Extracted records:
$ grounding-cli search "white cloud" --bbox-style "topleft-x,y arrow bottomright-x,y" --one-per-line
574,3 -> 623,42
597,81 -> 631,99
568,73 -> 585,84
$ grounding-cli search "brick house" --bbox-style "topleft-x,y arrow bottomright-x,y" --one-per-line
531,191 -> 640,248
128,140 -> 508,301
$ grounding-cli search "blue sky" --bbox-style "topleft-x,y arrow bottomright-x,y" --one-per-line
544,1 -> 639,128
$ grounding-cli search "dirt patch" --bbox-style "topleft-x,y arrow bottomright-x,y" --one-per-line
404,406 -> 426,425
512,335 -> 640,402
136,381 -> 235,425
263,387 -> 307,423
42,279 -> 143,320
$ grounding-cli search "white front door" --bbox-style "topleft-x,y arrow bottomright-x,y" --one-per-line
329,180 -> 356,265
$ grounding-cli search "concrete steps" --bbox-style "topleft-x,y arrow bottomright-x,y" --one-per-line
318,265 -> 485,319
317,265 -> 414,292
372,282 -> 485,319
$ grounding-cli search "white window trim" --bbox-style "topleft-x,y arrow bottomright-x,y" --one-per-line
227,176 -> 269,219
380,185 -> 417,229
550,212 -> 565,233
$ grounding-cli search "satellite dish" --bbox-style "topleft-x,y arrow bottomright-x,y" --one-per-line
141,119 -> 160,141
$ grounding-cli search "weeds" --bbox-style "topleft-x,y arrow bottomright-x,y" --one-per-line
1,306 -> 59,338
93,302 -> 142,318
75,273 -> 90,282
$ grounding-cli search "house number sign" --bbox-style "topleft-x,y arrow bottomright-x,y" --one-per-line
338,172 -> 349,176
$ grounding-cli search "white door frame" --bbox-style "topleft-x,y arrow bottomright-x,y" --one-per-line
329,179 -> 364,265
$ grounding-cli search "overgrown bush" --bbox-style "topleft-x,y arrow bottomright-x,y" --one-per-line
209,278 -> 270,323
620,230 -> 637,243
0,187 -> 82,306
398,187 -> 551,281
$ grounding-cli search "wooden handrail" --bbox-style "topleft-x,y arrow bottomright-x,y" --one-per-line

Task instructions: The expected output is every record, repeated exactly.

Written response:
$ grounding-cli search "white cloud" --bbox-style "topleft-x,y arrow bottomright-x,y" --one-per-line
574,3 -> 623,42
597,81 -> 631,99
568,73 -> 585,84
$ grounding-cli search "brick house" --bbox-style "topleft-x,y arrow bottomright-x,y" --one-per-line
531,191 -> 640,248
128,140 -> 508,301
$ grounding-cli search "blue sky" --bbox-style "topleft-x,y arrow bottomright-x,y" --one-per-line
544,1 -> 639,128
$ grounding-cli search "dirt patch" --bbox-style "topleft-x,y arrow bottomright-x,y" --one-per-line
404,406 -> 426,425
512,335 -> 640,402
136,381 -> 235,425
263,387 -> 307,423
42,279 -> 143,320
$ grounding-cli search "white front door" --bbox-style "topleft-x,y arrow bottomright-x,y" --one-per-line
329,180 -> 356,265
$ grounding-cli search "concrete steps" --bbox-style "topleft-x,y arrow bottomright-x,y" --one-per-line
318,265 -> 485,319
317,265 -> 414,292
372,282 -> 485,319
$ grounding-cli search "white window trim" --bbox-style "topleft-x,y arrow bottomright-x,y" --one-per-line
227,176 -> 269,219
380,185 -> 417,229
550,212 -> 565,233
$ grounding-cli search "satellite dish" --bbox-style "topleft-x,y arrow bottomright-x,y" --one-per-line
141,119 -> 160,141
$ grounding-cli search "weeds" --bbox-style "topleft-x,y arrow bottomright-x,y" --one-per-line
1,306 -> 59,338
93,302 -> 142,318
75,273 -> 90,282
$ grounding-cli search "house number sign" --bbox-style "topleft-x,y arrow bottomright-x,y" --one-per-line
338,172 -> 349,176
$ grounding-cli search "white door frame" --bbox-style "topleft-x,y arrow bottomright-x,y" --one-per-line
329,179 -> 364,265
$ grounding-cli search "overgrown bush" --bbox-style "topleft-x,y arrow bottomright-x,y" --one-per-line
209,278 -> 270,323
620,230 -> 637,243
0,187 -> 82,306
398,187 -> 551,281
$ grounding-cli search "wooden handrail" --bbox-style "topleft-x,y arrow bottomright-x,y" --one-per-line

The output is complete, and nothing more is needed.